━━━━━ EXERCISE MATERIALS ━━━━━

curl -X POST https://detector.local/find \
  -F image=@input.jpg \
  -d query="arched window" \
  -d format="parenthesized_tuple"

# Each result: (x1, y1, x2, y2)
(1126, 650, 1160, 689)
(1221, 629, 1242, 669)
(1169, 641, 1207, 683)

━━━━━

• [YOUR GOAL]
With nothing added or dropped, write out the listing again.

• [REPLY]
curl -X POST https://detector.local/find \
  -F image=@input.jpg \
  -d query="arched window" \
  -d format="parenthesized_tuple"

# Each result: (x1, y1, x2, y2)
(1126, 650, 1160, 689)
(1221, 629, 1242, 669)
(1169, 641, 1207, 683)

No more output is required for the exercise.